ZU BEARBEITEN:
[1] Nenne bitte nur die Anzahl der Zeilen in den Datensätzen, die das Wort „green“ enthalten. Groß- und Kleinschreibung wird dabei unterschieden.
[2] Führe die Buchbesprechung zum Science-Fiction-Roman im Anschluss an ihren letzten Satz weiter.

SEITE:

___

Ebenso phantastisch las sich der Augenblick, als Hacknett und die Menschen der Zukunft erkennen mussten, dass es außerirdisches Leben in der Form, wie man es gesucht hat, nicht gab, aber dafür in einer anderen, nie vermuteten. Die einzige intelligente Lebensform im Universum, neben der Menschheit, sind die Sonnen, die sich auf ihre Art gegen den Versuch der Menschheit sie zu verändern kollektiv gewehrt haben. Ich kann mich nicht daran erinnern, so etwa schon einmal in einem anderen Buch gelesen zu haben.
Etwas schwach fand ich die Ausarbeitung von John Hacknett, der, zwar durchaus sympathisch, mir aber doch seltsam fremd und eindimensional geblieben ist. Im Gegensatz zu Mela, die für mich die wahre Protagonistin und Sympathieträgerin des Buches war. Auch wenn Baxter stellenweise hard SF geliefert hat, schwebte dennoch oftmals ein Hauch von „sense of wonder “ durch die Geschichte.

___

QUELLDATEN:
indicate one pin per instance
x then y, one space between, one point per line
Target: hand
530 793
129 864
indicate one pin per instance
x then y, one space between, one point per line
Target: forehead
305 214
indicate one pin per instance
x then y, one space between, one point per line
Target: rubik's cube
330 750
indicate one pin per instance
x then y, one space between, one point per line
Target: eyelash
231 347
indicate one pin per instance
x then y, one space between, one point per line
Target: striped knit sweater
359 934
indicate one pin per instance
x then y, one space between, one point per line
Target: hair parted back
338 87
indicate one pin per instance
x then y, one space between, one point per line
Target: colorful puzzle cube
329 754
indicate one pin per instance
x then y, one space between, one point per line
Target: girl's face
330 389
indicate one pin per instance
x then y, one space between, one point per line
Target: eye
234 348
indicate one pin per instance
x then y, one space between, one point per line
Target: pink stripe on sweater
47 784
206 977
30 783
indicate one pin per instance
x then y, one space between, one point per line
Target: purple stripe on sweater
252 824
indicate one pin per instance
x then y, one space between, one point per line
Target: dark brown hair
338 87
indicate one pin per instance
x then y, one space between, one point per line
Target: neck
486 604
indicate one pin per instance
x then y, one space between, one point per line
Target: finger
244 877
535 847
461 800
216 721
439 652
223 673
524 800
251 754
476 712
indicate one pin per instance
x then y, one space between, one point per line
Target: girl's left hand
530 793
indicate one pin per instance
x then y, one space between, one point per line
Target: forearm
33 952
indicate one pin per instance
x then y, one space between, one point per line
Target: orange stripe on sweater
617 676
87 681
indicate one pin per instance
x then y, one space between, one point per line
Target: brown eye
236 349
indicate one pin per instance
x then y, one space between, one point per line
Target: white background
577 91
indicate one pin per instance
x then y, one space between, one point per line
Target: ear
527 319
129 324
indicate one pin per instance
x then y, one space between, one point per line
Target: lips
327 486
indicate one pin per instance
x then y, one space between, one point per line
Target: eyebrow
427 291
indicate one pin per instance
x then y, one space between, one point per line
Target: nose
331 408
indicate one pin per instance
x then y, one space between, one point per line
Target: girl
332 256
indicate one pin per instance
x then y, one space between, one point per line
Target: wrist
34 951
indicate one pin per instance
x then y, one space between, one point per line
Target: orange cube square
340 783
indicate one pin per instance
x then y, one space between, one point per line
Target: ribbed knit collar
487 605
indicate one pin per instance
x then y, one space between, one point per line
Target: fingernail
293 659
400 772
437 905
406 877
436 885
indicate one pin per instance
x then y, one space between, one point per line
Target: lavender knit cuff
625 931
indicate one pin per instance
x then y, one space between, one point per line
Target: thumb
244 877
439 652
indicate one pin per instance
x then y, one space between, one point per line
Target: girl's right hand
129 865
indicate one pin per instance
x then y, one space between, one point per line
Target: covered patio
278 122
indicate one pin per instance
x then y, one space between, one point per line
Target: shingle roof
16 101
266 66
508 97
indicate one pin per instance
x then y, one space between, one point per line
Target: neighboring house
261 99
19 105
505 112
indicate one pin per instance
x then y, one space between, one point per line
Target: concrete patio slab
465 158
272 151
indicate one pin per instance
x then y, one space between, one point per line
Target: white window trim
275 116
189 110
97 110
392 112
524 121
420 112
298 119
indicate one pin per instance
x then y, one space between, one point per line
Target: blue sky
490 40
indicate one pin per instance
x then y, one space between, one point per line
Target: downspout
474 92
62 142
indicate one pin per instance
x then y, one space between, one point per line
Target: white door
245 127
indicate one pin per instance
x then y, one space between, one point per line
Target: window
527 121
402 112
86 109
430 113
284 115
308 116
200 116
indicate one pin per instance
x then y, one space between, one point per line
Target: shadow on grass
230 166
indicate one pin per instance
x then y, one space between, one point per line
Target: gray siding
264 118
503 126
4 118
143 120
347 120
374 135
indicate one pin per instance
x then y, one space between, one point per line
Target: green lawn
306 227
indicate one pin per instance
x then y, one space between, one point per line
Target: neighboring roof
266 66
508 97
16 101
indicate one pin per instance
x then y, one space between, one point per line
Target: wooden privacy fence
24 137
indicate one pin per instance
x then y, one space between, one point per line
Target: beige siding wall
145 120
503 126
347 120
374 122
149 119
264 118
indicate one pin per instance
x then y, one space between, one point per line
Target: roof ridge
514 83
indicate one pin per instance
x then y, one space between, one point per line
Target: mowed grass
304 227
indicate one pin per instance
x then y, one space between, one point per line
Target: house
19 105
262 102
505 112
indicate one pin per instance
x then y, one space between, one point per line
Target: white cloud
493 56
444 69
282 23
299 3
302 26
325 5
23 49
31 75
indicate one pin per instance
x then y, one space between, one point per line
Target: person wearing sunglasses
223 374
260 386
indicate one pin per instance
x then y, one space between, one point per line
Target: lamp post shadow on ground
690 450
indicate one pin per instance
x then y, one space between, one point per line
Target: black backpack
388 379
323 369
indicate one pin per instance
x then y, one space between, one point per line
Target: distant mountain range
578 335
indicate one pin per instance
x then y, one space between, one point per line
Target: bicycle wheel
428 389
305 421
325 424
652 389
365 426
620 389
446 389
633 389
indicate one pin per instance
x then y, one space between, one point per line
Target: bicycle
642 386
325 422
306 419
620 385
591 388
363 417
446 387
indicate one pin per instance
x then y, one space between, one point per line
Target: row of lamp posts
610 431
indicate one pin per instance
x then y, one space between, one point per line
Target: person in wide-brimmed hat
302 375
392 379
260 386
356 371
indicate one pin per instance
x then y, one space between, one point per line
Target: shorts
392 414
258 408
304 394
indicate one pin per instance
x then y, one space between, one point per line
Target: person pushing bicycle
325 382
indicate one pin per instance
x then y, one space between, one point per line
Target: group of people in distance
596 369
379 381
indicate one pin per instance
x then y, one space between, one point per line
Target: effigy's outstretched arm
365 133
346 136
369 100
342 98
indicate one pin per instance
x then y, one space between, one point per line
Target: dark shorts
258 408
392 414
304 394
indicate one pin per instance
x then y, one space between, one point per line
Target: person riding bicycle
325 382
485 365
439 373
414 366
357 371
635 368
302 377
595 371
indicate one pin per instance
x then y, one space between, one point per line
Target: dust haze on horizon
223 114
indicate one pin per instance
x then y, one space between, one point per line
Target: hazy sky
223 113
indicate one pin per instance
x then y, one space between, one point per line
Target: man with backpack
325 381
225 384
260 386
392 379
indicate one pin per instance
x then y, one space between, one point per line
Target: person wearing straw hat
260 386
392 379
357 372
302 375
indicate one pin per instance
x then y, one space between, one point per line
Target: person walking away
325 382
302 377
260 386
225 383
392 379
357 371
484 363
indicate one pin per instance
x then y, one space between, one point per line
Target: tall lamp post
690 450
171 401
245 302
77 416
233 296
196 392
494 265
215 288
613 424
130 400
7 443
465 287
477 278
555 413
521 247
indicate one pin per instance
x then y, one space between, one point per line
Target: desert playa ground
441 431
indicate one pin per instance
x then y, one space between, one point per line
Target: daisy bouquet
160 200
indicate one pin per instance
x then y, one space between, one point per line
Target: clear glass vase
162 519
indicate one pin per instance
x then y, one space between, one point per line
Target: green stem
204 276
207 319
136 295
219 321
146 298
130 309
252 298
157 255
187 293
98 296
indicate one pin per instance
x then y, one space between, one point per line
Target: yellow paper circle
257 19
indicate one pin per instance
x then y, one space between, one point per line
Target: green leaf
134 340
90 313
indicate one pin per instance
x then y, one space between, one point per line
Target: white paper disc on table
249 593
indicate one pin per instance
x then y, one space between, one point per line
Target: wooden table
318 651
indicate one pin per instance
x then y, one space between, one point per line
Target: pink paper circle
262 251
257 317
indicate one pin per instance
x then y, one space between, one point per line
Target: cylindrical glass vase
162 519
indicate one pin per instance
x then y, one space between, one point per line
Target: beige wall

___

LÖSUNGEN:
[1] 3

[2]
Fazit
Eine visionäre Geschichte mit einer unglaublichen Reise in die Zukunft und einem phantastischen Einfall, dass auch die schwächste und kleinste Sonne ein intelligentes Lebewesen ist, welches sich auch durchaus zu wehren weiß, sollte es angegriffen werden. Für solche Geschichten lieb ich Baxters Bücher.